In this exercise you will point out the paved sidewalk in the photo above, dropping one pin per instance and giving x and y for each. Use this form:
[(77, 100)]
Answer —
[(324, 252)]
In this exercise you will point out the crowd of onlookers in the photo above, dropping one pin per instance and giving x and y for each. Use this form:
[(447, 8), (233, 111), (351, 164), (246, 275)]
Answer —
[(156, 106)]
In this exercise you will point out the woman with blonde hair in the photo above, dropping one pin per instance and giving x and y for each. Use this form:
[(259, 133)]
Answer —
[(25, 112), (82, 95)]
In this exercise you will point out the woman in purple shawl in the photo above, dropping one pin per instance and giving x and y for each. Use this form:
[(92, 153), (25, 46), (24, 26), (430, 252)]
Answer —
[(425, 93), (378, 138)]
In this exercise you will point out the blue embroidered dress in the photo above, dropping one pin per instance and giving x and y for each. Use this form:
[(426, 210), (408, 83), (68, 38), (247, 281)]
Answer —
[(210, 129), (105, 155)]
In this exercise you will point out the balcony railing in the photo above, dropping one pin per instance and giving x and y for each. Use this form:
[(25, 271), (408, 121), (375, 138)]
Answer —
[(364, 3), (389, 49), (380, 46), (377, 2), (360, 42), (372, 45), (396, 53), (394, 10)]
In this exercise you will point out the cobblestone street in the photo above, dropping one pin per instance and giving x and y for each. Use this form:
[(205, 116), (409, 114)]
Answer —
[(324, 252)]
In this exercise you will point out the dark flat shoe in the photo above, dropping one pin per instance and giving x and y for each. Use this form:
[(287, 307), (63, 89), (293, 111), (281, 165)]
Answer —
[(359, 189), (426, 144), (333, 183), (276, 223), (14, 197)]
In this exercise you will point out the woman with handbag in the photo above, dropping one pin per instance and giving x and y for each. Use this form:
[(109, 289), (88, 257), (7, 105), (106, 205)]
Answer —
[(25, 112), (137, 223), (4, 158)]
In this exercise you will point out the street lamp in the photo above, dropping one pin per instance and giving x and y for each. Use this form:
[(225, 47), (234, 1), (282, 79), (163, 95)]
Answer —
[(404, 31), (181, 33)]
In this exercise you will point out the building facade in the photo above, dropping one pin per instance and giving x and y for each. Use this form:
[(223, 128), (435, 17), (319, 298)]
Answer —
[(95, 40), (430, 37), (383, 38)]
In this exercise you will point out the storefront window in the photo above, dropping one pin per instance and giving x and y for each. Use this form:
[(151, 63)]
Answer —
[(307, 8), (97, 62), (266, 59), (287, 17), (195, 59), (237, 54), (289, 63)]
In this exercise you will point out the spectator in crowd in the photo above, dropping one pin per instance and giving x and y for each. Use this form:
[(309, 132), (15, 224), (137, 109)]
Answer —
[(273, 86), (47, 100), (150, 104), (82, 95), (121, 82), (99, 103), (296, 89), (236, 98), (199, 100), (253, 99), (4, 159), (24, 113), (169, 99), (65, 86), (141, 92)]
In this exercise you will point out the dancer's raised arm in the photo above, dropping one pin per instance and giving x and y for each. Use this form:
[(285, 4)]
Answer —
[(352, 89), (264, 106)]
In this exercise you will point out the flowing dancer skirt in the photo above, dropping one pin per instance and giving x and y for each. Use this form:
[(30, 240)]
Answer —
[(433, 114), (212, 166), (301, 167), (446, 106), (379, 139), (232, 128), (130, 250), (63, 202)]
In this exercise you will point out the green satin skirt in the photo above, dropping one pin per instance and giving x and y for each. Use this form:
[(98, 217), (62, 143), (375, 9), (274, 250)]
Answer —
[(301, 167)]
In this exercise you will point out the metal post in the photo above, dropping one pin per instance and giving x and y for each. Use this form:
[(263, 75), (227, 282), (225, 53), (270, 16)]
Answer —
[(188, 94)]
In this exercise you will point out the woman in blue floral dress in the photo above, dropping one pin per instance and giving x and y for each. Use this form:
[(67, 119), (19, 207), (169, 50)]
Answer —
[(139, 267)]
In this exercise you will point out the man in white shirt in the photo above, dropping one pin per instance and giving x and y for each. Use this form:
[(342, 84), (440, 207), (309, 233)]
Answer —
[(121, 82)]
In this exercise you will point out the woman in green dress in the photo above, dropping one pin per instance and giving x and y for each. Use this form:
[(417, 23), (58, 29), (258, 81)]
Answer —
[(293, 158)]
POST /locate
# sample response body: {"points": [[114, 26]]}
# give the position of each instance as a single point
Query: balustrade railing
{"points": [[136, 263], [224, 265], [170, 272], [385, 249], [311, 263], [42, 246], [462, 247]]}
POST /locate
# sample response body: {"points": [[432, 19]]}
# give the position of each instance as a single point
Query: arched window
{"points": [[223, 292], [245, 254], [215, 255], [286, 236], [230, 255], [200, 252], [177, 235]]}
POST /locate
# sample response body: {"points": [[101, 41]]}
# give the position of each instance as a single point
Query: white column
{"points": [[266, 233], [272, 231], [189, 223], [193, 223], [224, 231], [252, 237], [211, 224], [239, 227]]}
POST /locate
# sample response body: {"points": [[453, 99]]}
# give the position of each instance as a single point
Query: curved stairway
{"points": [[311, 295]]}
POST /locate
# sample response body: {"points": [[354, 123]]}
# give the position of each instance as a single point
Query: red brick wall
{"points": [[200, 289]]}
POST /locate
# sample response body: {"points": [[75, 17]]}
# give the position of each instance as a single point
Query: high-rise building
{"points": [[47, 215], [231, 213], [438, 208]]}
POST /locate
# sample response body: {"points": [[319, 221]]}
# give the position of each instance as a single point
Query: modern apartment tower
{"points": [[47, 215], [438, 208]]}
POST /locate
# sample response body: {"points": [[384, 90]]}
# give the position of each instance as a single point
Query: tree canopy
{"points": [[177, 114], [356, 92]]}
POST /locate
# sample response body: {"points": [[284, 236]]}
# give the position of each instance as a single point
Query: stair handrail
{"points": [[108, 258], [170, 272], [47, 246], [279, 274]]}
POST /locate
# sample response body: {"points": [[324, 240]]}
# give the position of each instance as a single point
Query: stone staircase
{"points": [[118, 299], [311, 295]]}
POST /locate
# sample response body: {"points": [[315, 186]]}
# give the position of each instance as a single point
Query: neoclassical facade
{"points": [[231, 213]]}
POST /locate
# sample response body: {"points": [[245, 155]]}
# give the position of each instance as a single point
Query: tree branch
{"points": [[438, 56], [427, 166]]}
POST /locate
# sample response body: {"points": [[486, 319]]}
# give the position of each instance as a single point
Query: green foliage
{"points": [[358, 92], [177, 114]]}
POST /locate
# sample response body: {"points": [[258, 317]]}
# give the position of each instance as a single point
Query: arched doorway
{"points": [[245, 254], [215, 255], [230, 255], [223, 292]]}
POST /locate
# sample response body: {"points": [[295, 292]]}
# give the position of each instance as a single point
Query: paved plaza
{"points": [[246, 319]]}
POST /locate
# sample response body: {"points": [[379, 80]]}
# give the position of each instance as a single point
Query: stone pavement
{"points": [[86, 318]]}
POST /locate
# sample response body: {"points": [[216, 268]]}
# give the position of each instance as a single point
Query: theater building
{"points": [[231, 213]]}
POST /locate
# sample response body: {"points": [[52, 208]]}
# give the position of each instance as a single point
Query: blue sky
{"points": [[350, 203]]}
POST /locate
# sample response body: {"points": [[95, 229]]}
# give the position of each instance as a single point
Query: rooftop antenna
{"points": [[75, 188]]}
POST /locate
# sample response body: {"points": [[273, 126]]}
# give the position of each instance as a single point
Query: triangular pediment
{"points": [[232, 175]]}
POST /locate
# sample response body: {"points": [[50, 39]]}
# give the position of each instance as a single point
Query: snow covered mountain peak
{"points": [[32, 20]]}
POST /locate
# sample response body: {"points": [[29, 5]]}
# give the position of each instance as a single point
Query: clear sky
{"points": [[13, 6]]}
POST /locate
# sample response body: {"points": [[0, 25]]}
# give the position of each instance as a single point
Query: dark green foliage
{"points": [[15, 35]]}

» DIRECTIONS
Reproduce everything from the start of the data down to the line that contains "[(425, 93), (378, 138)]", inclusive, and shift each answer coordinate by adding 64 to every number in it. Keep all other lines unchanged.

» IN RESPONSE
In this exercise you will point out the paved sidewalk in the photo above, dropping one pin per instance and giving x and y for each. Use this form:
[(77, 100)]
Answer —
[(388, 316)]
In this exercise you will point out the crowd of onlookers in the photo above, dropping one pin per instance and giving x and y for each. Use this form:
[(447, 8), (233, 111), (351, 164), (246, 275)]
Answer —
[(220, 170)]
In this exercise you will point out the woman with blonde hair in the photo above, dropping one pin per instance and giving x and y for each. Use this form:
[(259, 133)]
Answer —
[(89, 176), (146, 159)]
In this exercise you will point out the woman in purple shawl in the photo above, dropping one pin per instance and giving x and y for each. Use this form:
[(92, 153), (25, 46), (24, 26), (430, 252)]
Answer —
[(489, 157), (442, 202)]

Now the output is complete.